● To do
Please return every line from the entries that has the string "instance" in it.

▶

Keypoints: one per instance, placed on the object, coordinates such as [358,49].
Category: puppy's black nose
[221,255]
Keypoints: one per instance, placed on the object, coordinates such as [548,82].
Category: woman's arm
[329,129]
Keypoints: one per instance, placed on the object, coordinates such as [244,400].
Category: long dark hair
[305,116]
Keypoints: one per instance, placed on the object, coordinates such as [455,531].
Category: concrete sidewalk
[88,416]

◀
▶

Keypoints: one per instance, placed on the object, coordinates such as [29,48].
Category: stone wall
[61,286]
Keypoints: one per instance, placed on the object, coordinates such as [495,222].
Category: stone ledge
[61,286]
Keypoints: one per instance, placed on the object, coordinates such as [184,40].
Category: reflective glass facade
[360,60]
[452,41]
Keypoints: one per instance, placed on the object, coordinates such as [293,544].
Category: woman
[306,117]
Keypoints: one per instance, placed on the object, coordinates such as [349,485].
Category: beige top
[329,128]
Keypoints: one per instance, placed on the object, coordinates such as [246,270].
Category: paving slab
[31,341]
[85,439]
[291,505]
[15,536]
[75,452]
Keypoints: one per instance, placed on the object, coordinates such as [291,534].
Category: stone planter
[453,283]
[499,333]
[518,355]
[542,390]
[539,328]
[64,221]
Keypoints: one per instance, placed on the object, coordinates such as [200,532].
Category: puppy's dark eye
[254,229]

◀

● Solution to this problem
Keypoints: one per instance, placed on the object, coordinates such as [358,49].
Keypoints: one per instance, placed on the object, coordinates such as [548,82].
Keypoints: one per instance, placed on the object, coordinates such as [244,400].
Keypoints: one per instance, placed on the object, coordinates such as [455,531].
Keypoints: one per instance, placed on the object, coordinates such as [29,48].
Keypoints: one per instance, placed on the object, coordinates such as [495,222].
Keypoints: one per instance, placed on the object, coordinates such as [184,40].
Keypoints: one per instance, placed on the object, coordinates such as [293,544].
Keypoints: one per instance, placed on the object, coordinates such as [349,485].
Keypoints: one per instance, placed on the object, coordinates such as [246,270].
Keypoints: one per instance, placed on the object, coordinates such as [291,534].
Keypoints: one per instance, placed on the object, coordinates such as [200,532].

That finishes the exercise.